Collection entries
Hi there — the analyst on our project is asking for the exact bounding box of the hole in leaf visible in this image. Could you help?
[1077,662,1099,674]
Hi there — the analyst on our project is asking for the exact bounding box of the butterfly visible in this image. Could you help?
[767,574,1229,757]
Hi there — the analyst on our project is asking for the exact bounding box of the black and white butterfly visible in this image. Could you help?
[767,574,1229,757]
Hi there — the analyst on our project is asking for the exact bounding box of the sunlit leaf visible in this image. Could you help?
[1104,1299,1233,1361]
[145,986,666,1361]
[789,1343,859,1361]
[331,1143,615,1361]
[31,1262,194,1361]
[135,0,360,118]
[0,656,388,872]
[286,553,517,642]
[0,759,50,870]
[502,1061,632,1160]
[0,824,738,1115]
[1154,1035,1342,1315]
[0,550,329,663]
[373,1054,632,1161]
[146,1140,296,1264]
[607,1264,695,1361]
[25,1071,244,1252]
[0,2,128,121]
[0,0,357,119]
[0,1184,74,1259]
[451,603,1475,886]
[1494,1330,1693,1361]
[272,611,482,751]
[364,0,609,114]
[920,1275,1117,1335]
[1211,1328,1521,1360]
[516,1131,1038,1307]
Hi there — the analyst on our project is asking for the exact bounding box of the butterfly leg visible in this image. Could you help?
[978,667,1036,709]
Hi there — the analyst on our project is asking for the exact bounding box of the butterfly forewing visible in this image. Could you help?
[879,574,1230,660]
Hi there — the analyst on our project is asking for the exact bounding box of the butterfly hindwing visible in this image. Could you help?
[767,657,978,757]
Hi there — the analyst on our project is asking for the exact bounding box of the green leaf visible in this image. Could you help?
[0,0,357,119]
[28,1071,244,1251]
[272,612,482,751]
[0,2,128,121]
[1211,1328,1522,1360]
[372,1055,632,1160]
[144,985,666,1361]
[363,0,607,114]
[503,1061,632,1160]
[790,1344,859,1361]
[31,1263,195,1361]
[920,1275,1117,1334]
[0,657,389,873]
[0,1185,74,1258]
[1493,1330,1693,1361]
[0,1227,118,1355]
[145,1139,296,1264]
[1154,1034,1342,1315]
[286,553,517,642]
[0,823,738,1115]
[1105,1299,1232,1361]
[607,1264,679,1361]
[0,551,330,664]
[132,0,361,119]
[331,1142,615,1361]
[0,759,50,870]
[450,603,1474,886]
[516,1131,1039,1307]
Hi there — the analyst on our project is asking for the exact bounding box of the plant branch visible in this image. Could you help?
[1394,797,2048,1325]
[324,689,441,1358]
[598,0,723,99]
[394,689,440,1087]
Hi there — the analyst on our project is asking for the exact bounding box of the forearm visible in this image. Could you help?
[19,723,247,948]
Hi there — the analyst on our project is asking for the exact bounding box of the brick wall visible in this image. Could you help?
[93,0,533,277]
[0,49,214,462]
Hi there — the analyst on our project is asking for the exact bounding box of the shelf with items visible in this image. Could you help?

*Action item*. All the entries above should come back exactly as they are written.

*Result of this task*.
Hi there — the analyst on our project is asking for the exact bounding box of the hole in leaf visible in this image. Could you help?
[1077,662,1099,674]
Hi there — the analyst on our project is asking for the exact bounding box of the butterfly visible in this image. Could you help?
[767,574,1229,757]
Hi there — the analyst on our project is asking for the exact bounding box of the black and white butterfly visible in this image. Could you help?
[767,574,1229,757]
Hi there — the analyst on our project is asking for the exact bounding box of the sunlit leaf visible in this image. Could you help?
[1104,1299,1233,1361]
[145,986,666,1361]
[789,1343,859,1361]
[331,1143,615,1361]
[31,1262,194,1361]
[135,0,360,118]
[0,656,388,872]
[286,553,517,642]
[0,759,50,870]
[502,1061,632,1160]
[0,824,738,1115]
[1154,1035,1342,1315]
[0,550,329,663]
[373,1054,632,1161]
[146,1140,296,1264]
[607,1264,695,1361]
[25,1071,244,1252]
[0,2,128,121]
[0,0,357,119]
[0,1184,74,1259]
[451,603,1475,886]
[1494,1330,1693,1361]
[272,611,482,751]
[364,0,609,114]
[920,1275,1117,1335]
[1211,1328,1521,1360]
[516,1131,1038,1307]
Hi there — the analyst on our project is asking for the exact bounding box of the butterfly leg visible in this image. Could you help?
[978,667,1036,709]
Hi there — the analyst on our project is asking for the exact bounding box of the butterfly forewing visible in this image. Could you help?
[879,574,1230,660]
Hi there — the analyst on our project is asking for the exact bounding box of the butterfly hindwing visible in this image. Could you help?
[767,657,978,757]
Hi there — the analyst on our project is asking for the exact bounding box of the green leaf visible in this image. Could you help?
[0,0,357,119]
[28,1071,244,1251]
[272,612,482,751]
[0,2,128,121]
[1211,1328,1522,1360]
[372,1055,632,1160]
[144,985,666,1361]
[363,0,607,114]
[503,1061,632,1160]
[790,1344,859,1361]
[31,1263,195,1361]
[920,1275,1117,1334]
[0,657,389,873]
[0,1185,74,1258]
[1493,1330,1693,1361]
[0,1227,118,1355]
[145,1139,296,1264]
[1154,1034,1342,1315]
[286,553,517,642]
[0,823,738,1115]
[1105,1299,1232,1361]
[607,1264,679,1361]
[0,551,330,664]
[132,0,361,119]
[331,1142,615,1361]
[0,759,50,870]
[450,603,1474,886]
[516,1131,1039,1307]
Hi there — the analyst on our project is asking for the exact bounding box of the plant branch visible in this image. Could you help?
[1394,797,2048,1325]
[324,689,441,1358]
[598,0,723,99]
[394,689,440,1087]
Hi there — the analyst on our project is asking for the exact bounding box of the forearm visible in this image. Could you help?
[19,723,247,948]
Hi there — the analyst on our project is asking for the exact bounding box of the brick wall visible in this image. Could you help?
[93,0,533,277]
[0,49,214,462]
Hi there — the analyst on our project is asking for the exact bounding box of the shelf with items visible in this image. Could you help?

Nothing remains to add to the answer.